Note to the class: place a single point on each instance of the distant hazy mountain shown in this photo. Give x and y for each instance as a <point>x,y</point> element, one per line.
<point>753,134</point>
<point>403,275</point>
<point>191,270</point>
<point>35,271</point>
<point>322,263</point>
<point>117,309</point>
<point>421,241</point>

### [Job]
Quote all the rows above word for word, line by line.

### [Worked solution]
Note to the class: place a single point on each instance of the distant hazy mountain shown in this photo. Give x and y for each instance as a <point>x,y</point> element, one per line.
<point>753,134</point>
<point>403,275</point>
<point>191,270</point>
<point>35,271</point>
<point>322,263</point>
<point>117,309</point>
<point>421,241</point>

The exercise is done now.